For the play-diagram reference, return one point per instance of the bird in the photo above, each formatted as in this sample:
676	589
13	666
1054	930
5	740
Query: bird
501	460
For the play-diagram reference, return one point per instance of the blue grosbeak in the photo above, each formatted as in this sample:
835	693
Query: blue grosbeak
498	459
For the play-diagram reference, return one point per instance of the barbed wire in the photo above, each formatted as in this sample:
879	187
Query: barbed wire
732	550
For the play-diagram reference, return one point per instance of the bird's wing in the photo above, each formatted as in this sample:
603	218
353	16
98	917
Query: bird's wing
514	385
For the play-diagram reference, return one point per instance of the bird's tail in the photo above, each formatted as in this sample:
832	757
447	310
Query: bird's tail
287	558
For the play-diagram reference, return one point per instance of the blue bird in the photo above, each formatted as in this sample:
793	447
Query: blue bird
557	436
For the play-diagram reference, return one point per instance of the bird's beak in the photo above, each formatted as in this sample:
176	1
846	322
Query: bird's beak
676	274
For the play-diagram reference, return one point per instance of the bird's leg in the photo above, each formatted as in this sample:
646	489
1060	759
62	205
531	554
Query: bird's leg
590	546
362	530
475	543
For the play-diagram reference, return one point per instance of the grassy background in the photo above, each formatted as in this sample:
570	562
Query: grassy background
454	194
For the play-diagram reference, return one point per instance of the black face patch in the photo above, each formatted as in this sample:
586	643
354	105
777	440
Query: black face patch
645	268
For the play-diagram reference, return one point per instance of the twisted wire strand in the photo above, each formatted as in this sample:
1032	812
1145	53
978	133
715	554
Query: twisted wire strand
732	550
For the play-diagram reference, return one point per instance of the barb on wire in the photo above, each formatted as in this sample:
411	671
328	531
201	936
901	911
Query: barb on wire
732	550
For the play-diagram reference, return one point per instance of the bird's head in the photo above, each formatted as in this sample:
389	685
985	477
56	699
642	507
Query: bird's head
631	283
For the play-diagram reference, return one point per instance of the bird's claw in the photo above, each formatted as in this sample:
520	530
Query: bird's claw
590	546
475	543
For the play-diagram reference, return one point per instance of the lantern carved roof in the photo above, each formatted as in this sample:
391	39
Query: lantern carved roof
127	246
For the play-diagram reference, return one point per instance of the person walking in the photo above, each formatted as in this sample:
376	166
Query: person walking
============
* _To do_
Copy all of the records above word for word, keeping every line exactly as it appears.

* _Result of this exercise_
For the play-diagram reference, return one point per instance of the bird in the photo above, each formatted as in this sample:
676	589
13	666
1054	930
5	740
Query: bird
501	460
For the play-diagram reference, return one point per instance of the blue grosbeak in the photo above, each formatted as in this sample:
835	693
Query: blue grosbeak
498	459
For the play-diagram reference, return one point per instance of the barbed wire in the photo above, each formatted as in this sample:
879	187
Query: barbed wire
732	550
For the play-diagram reference, return one point per instance of the bird's wing in the photo above, each formatted as in this sample:
603	218
353	16
98	917
Query: bird's wing
514	385
For the play-diagram reference, return one point per instance of the bird's tail in the photo above, each formatted as in this sample:
832	757
447	310
Query: bird's tail
287	558
For the play-diagram reference, return one point per instance of the blue bird in the photo above, each formatted as in this sample:
793	447
Query: blue bird
557	436
For the play-diagram reference, return one point per instance of the bird's beak in the photo above, each formatted as in this sample:
176	1
846	322
Query: bird's beak
676	274
For the play-diagram reference, return one point per instance of the bird's leg in the photo above, each formatted as in this sample:
646	489
1060	759
62	205
531	554
Query: bird's leg
590	546
362	530
475	543
For the play-diagram reference, return one point per instance of the grassy background in the photo above, each formatted as in this sample:
570	562
Query: grassy background
454	194
For the play-diagram reference, return one point per instance of the black face patch in the photo above, each formatted as in this sample:
586	643
354	105
777	440
Query: black face patch
645	268
For the play-diagram reference, return one point per instance of the twisted wire strand in the photo above, each formatted as in this sample:
1032	812
1145	53
978	133
715	554
Query: twisted wire strand
732	550
For the play-diagram reference, return one point per instance of the barb on wire in the photo above, each formatted as in this sample:
411	671
328	531
201	936
901	911
Query: barb on wire
732	550
For the play-diagram reference, return one point per instance of the bird's head in the photo above, each formatted as in this sample:
389	685
985	477
56	699
642	507
Query: bird's head
631	283
For the play-diagram reference, return one point per instance of the bird's claw in the photo above, each formatted as in this sample:
520	530
Query: bird's claw
590	546
475	543
For the play-diagram reference, return one point per instance of the lantern carved roof in the photo above, each formatted as in this sample:
391	39
Query: lantern carved roof
127	246
For the play-diagram reference, return one point per instance of the person walking in the photo above, each formatted as in this sample:
376	166
Query: person walking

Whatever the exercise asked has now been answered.